Dataset records
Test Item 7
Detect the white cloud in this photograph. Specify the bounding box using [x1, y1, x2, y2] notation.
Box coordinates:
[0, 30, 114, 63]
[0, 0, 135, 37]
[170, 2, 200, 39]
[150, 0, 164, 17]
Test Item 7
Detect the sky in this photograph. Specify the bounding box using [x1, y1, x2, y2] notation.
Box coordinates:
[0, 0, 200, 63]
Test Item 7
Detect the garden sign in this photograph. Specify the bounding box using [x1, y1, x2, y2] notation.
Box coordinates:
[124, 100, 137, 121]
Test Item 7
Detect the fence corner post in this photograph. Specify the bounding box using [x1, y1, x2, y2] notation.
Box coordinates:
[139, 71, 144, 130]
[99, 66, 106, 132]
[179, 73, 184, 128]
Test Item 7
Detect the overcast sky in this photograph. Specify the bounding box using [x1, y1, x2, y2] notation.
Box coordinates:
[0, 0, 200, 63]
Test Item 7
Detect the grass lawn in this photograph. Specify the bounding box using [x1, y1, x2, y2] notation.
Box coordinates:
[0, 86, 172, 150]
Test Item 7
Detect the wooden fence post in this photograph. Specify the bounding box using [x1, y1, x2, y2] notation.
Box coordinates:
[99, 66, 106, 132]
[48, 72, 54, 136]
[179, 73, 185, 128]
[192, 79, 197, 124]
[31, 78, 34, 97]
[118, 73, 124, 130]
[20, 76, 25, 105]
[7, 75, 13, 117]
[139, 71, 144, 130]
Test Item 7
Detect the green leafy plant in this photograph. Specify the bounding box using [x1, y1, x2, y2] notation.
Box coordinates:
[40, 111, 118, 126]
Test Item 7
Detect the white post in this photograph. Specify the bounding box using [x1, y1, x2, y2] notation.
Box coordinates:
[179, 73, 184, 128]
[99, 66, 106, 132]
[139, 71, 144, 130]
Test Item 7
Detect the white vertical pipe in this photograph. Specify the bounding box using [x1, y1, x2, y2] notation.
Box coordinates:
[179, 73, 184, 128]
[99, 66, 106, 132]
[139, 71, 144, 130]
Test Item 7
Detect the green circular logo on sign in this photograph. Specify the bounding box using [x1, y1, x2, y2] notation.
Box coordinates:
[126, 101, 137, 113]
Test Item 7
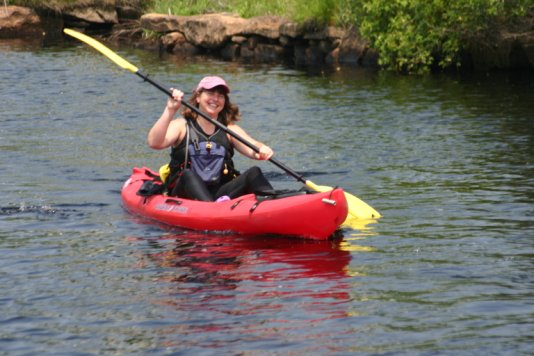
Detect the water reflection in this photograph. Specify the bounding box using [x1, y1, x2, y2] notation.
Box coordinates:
[125, 232, 364, 338]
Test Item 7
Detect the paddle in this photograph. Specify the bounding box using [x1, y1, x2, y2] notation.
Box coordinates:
[64, 28, 381, 222]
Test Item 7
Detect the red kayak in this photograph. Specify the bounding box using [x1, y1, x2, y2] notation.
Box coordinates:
[121, 168, 348, 240]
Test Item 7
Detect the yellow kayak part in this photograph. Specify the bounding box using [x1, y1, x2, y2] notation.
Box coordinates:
[159, 164, 171, 183]
[306, 180, 382, 220]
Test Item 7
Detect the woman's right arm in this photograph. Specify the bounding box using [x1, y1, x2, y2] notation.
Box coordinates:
[147, 89, 185, 150]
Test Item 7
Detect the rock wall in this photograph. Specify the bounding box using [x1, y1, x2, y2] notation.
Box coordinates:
[0, 4, 534, 71]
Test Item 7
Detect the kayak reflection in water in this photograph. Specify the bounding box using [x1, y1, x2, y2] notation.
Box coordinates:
[147, 76, 274, 201]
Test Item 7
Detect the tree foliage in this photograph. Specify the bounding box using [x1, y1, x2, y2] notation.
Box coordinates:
[355, 0, 533, 73]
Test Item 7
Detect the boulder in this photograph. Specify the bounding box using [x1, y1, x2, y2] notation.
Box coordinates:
[62, 5, 119, 24]
[141, 14, 247, 49]
[0, 6, 44, 38]
[241, 16, 287, 40]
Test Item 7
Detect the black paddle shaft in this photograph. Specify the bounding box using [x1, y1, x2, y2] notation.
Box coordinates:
[135, 71, 306, 184]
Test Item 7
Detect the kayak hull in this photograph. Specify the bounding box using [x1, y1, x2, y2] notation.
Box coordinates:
[121, 168, 348, 240]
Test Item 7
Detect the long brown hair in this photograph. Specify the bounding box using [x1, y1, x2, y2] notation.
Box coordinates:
[182, 88, 241, 126]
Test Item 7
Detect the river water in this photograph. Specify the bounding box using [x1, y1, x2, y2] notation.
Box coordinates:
[0, 40, 534, 355]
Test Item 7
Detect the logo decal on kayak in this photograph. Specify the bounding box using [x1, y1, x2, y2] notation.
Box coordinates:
[155, 203, 189, 214]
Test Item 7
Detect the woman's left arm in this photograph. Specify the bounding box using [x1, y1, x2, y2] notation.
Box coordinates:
[228, 124, 274, 160]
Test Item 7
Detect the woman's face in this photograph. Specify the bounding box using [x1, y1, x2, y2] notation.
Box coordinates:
[197, 88, 226, 119]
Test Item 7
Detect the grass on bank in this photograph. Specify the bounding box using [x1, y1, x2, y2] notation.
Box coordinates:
[7, 0, 534, 73]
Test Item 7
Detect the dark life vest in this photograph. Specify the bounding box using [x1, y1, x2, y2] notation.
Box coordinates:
[169, 120, 238, 185]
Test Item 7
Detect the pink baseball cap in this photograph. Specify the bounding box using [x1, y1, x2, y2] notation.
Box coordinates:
[196, 76, 230, 94]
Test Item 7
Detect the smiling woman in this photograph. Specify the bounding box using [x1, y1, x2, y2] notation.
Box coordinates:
[148, 76, 274, 201]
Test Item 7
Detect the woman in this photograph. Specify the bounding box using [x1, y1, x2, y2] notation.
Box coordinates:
[147, 76, 273, 201]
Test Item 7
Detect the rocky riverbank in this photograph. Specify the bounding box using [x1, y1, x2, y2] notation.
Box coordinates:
[0, 4, 534, 70]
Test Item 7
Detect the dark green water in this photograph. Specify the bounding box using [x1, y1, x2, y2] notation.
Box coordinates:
[0, 40, 534, 355]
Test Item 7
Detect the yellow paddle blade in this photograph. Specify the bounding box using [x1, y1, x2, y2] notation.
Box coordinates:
[306, 180, 382, 226]
[63, 28, 138, 73]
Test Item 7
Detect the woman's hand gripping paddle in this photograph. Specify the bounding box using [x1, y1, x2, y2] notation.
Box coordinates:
[64, 28, 381, 228]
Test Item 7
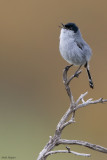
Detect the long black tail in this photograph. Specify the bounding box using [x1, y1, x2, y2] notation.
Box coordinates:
[84, 63, 94, 89]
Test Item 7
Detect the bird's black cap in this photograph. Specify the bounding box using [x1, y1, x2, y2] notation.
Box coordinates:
[62, 23, 78, 33]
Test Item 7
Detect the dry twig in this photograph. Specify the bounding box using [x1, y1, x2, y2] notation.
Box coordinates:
[37, 66, 107, 160]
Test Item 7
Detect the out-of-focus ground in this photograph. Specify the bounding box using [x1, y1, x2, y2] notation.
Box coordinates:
[0, 0, 107, 160]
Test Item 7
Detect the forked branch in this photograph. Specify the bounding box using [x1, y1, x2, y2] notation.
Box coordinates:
[37, 66, 107, 160]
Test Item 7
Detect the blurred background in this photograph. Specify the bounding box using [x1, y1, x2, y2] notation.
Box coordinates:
[0, 0, 107, 160]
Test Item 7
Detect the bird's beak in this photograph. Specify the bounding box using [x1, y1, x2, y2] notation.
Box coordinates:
[59, 23, 65, 28]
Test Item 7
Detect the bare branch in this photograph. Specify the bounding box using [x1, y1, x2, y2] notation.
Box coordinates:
[57, 139, 107, 153]
[75, 98, 107, 110]
[76, 92, 88, 105]
[37, 65, 107, 160]
[45, 150, 91, 157]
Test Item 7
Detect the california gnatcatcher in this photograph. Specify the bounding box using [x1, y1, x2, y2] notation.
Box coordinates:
[59, 23, 94, 88]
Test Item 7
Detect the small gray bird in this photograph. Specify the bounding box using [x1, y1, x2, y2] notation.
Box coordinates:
[59, 23, 94, 88]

What the task asks: Gather every line of the records above that contains the string "grass", matching case exactly.

Right answer:
Detect the grass lawn in this photograph. Specify the bounding box using [x1, y1, x2, y2] notation.
Detect the grass on bank in this photograph. Specify the bounding box using [x1, y1, x2, y2] notation.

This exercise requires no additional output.